*** Data for review ***
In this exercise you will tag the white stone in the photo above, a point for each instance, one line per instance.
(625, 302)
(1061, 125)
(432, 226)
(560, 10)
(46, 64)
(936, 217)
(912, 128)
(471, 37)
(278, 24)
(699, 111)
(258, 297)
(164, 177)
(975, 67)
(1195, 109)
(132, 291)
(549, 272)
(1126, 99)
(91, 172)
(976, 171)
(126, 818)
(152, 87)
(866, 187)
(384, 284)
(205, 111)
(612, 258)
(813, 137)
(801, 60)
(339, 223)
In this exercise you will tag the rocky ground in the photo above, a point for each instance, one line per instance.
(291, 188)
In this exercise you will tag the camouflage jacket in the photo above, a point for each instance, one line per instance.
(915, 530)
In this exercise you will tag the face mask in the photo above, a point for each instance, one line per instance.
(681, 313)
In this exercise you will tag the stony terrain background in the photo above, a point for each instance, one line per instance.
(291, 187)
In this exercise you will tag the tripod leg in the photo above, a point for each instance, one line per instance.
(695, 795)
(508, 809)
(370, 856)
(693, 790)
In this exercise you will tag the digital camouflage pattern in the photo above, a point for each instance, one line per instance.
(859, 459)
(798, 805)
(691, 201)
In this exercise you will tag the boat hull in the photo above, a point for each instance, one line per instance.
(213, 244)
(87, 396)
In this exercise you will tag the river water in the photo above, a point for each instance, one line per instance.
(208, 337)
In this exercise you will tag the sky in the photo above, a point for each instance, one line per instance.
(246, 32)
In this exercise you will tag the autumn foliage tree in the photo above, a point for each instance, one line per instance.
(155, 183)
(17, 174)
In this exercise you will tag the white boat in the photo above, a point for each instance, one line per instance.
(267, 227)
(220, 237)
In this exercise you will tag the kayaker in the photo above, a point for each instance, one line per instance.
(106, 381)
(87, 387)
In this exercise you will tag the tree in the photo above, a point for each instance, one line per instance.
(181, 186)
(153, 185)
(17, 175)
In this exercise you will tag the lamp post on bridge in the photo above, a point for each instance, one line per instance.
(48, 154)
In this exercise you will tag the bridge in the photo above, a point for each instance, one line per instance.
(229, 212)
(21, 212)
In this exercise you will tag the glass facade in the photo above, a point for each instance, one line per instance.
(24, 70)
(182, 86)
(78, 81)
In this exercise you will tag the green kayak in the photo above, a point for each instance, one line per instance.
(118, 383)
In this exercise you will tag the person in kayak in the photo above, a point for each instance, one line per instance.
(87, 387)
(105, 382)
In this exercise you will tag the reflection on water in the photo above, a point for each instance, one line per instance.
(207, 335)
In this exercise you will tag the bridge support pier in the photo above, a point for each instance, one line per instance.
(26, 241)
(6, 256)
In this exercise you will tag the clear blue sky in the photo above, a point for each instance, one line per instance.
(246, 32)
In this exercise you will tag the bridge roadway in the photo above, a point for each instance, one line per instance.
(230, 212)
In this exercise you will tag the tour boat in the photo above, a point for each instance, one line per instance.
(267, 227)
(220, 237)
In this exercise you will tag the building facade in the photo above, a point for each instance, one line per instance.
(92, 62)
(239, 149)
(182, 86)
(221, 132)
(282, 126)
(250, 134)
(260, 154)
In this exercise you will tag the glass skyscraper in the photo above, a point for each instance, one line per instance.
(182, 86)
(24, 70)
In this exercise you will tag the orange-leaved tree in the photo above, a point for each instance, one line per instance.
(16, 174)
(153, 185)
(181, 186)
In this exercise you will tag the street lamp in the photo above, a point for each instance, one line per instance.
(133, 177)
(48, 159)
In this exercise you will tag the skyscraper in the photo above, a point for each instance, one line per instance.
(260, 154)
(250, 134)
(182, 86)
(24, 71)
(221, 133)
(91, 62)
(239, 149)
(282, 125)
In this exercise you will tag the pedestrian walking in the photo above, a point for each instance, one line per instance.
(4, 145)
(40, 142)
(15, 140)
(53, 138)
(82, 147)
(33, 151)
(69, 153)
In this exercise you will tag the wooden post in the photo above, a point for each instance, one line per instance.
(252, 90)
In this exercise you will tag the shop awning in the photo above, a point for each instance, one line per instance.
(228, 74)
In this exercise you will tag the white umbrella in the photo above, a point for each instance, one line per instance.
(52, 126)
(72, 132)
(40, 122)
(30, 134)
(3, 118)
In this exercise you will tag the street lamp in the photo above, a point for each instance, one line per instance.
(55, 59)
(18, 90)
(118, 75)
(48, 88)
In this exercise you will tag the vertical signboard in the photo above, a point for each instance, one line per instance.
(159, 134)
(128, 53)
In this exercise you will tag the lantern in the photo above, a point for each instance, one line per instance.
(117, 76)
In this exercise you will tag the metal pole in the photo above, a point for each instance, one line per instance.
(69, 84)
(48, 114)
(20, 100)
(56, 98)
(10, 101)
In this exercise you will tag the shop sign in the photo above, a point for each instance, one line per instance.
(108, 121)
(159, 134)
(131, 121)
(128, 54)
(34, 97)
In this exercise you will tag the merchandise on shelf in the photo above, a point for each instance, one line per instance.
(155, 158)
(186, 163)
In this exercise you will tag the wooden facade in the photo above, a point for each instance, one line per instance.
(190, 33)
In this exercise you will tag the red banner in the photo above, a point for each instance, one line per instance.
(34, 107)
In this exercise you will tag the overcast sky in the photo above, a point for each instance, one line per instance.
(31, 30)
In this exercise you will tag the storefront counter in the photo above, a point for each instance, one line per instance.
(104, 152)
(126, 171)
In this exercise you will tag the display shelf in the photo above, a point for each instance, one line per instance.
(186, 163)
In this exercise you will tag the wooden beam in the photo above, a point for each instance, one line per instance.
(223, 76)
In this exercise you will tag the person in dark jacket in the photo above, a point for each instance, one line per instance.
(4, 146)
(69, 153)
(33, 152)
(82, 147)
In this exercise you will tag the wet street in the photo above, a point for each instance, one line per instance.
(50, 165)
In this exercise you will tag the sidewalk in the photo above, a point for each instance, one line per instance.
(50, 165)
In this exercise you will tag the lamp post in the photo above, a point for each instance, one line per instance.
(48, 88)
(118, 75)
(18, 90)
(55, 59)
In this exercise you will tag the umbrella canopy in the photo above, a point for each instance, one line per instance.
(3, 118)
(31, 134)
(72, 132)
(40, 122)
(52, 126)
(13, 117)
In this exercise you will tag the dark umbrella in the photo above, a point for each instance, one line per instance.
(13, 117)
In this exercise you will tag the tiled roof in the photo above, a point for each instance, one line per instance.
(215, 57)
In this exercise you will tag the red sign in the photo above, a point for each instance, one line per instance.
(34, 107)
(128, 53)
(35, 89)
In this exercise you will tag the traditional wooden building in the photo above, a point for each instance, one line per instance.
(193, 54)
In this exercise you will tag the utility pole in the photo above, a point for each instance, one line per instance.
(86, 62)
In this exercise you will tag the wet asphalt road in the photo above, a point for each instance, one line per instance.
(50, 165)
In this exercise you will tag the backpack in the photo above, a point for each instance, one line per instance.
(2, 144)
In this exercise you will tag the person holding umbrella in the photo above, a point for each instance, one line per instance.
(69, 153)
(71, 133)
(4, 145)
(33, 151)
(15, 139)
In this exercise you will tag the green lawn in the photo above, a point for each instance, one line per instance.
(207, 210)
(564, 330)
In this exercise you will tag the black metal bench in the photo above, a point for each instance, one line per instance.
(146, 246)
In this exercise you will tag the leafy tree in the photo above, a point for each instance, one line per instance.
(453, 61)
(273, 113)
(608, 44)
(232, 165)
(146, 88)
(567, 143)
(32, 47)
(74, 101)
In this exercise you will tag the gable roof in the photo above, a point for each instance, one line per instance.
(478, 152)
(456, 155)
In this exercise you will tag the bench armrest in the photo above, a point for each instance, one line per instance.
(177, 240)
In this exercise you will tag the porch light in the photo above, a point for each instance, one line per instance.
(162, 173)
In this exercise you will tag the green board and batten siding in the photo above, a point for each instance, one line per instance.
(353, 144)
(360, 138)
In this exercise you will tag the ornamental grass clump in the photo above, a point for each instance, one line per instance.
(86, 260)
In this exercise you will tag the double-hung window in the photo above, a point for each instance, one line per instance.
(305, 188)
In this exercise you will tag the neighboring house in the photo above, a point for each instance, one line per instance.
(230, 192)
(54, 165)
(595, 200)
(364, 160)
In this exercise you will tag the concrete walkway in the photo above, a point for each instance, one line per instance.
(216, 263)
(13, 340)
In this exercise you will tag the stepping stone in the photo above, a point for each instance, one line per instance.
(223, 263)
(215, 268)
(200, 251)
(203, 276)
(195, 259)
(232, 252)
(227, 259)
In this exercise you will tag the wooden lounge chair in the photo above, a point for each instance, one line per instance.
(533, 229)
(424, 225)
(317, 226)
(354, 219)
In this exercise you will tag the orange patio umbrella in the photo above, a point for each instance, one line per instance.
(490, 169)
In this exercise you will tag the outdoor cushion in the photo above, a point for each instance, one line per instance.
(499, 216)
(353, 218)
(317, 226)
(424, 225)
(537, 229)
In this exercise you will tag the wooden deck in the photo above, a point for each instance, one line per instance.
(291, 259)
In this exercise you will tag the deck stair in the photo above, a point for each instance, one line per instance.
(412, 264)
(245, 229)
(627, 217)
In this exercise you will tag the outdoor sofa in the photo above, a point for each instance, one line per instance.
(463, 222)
***
▶ _Task item_: Word for word, retype the lines from the one containing "In this exercise you will tag the stepping" through the final line of the data, including both ends and nothing more.

▶ _Result for this exercise_:
In this exercise you will tag the stepping stone in the photo above, a point for each instance, one line per instance.
(223, 263)
(215, 268)
(200, 251)
(203, 276)
(195, 259)
(232, 252)
(227, 259)
In this exercise you will tag the wooden lounge chair in the photo above, a point for each instance, one line per instance.
(533, 229)
(424, 225)
(317, 226)
(354, 219)
In this exercise you will tag the orange patio umbrella in the photo above, a point for each instance, one line per instance.
(490, 169)
In this exercise you will tag the outdoor cushion in the photo above, a point for each instance, one line per instance.
(499, 216)
(353, 218)
(317, 226)
(424, 225)
(537, 229)
In this exercise you will tag the wooden deck in the photo above, a point for each instance, one line per instance.
(291, 259)
In this exercise you will tag the deck stair in the photo above, a point for each instance, one line per instance.
(412, 264)
(245, 229)
(627, 217)
In this exercise you will tag the outdoor sofa in the photo above, a point for each instance, one line per instance.
(463, 222)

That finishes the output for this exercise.